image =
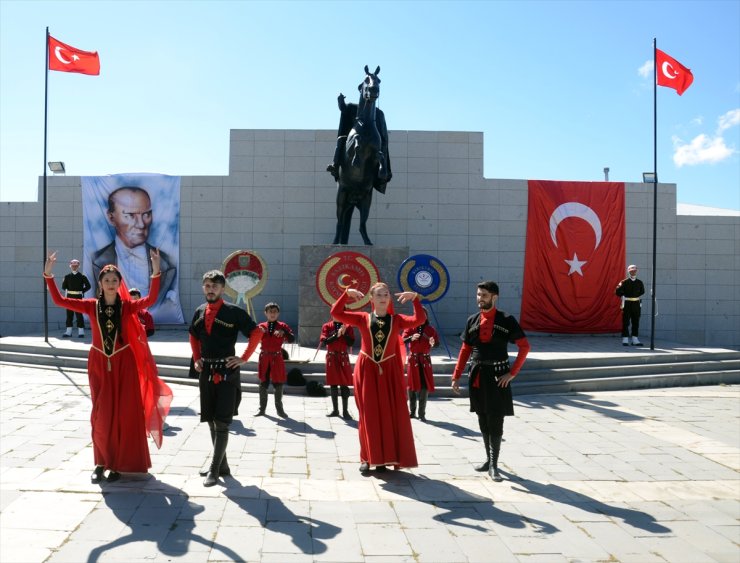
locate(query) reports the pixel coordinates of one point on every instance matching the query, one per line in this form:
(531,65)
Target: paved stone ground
(620,476)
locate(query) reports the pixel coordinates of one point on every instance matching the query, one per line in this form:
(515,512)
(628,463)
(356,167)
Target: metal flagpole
(655,192)
(46,112)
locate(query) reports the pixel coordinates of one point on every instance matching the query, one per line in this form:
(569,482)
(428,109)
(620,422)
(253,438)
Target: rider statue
(361,161)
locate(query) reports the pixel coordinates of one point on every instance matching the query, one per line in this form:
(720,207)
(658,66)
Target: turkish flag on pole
(64,58)
(574,258)
(671,73)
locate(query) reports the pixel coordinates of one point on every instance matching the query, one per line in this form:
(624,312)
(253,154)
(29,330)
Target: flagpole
(655,191)
(46,112)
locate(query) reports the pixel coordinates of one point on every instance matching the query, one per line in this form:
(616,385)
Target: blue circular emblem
(425,275)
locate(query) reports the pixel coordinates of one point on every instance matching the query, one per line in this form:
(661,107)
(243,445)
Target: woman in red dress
(129,400)
(384,425)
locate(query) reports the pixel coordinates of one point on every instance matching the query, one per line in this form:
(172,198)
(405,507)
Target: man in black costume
(631,289)
(213,333)
(76,285)
(486,336)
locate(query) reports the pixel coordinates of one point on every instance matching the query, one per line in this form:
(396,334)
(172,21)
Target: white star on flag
(575,265)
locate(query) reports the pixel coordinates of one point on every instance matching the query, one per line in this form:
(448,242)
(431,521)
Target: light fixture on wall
(649,178)
(57,167)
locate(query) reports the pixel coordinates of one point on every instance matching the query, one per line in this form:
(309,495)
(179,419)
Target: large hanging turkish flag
(575,256)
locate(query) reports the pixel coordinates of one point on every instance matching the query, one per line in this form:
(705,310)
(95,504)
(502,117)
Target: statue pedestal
(312,311)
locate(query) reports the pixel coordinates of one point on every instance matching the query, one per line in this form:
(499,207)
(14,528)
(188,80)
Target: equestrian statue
(361,160)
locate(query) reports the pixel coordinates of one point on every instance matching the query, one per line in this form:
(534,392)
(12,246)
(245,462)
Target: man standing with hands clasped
(486,337)
(630,290)
(213,333)
(76,285)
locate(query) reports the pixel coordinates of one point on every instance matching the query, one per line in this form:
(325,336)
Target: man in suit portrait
(130,214)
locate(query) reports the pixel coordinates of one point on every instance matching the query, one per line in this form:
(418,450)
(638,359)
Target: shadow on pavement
(556,493)
(146,525)
(459,507)
(305,533)
(574,400)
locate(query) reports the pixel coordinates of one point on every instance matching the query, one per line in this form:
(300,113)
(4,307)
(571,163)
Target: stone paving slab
(623,476)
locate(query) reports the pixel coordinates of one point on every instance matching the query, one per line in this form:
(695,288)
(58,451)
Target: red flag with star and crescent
(671,73)
(574,257)
(65,58)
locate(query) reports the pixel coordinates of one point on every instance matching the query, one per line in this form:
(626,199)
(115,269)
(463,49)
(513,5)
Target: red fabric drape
(575,256)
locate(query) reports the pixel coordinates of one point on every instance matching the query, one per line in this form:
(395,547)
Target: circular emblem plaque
(246,276)
(342,270)
(425,275)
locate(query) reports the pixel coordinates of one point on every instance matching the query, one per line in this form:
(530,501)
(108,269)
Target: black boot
(263,398)
(493,467)
(423,394)
(345,400)
(487,443)
(225,469)
(334,401)
(279,400)
(219,451)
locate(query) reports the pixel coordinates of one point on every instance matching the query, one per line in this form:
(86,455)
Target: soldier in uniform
(419,376)
(213,333)
(272,363)
(338,337)
(630,289)
(76,285)
(486,336)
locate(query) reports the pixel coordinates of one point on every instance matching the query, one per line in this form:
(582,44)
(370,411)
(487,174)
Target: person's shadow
(459,507)
(301,428)
(556,493)
(275,516)
(145,512)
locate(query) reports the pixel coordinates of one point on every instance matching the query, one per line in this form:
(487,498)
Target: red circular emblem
(246,274)
(342,270)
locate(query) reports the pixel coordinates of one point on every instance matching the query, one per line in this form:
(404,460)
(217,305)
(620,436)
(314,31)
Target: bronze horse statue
(361,160)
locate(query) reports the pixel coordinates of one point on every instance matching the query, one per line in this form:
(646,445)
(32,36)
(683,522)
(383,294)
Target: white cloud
(646,70)
(729,119)
(701,150)
(705,149)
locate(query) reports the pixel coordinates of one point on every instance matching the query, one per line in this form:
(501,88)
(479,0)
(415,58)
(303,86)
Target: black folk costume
(485,342)
(631,289)
(76,285)
(213,333)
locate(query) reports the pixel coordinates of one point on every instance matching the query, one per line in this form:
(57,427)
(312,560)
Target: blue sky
(559,89)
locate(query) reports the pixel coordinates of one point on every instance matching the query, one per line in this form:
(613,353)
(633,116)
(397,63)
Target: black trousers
(71,314)
(631,316)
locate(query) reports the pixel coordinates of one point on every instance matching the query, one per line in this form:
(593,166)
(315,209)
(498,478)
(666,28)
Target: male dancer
(76,284)
(486,336)
(630,290)
(213,333)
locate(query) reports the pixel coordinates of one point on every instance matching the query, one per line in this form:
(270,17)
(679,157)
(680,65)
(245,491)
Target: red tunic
(120,418)
(338,366)
(384,426)
(271,353)
(419,358)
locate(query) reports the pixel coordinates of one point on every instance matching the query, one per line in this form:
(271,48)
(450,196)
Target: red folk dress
(419,359)
(384,424)
(338,366)
(127,403)
(271,352)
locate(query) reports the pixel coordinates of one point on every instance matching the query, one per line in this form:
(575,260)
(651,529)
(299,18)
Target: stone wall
(277,197)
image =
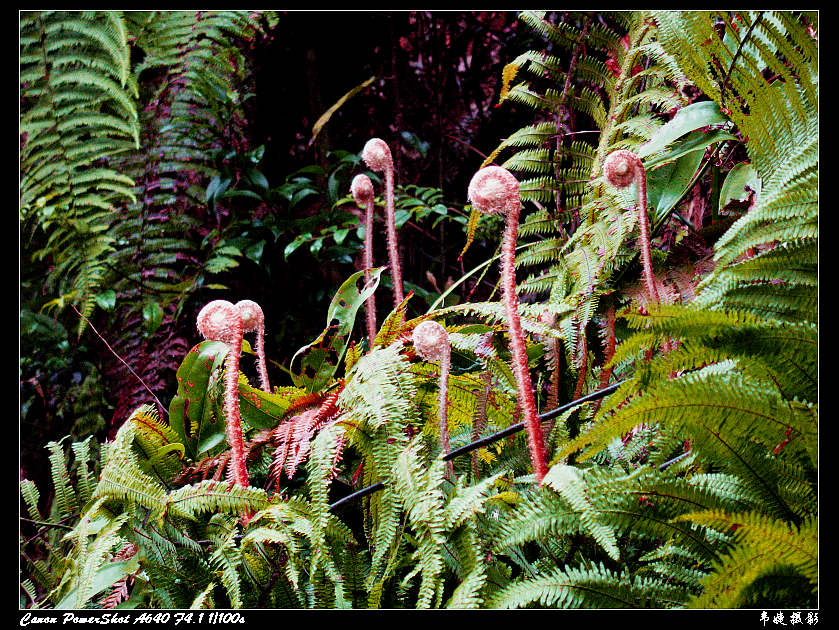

◆ WHAT IS ASKED ◆
Find every line of the listing above that contains the word "black" and copy each one in full.

◆ SOLUTION TO THIS TASK ◆
Target: man in black costume
Target: black boot
Target: black folk costume
Target: black trousers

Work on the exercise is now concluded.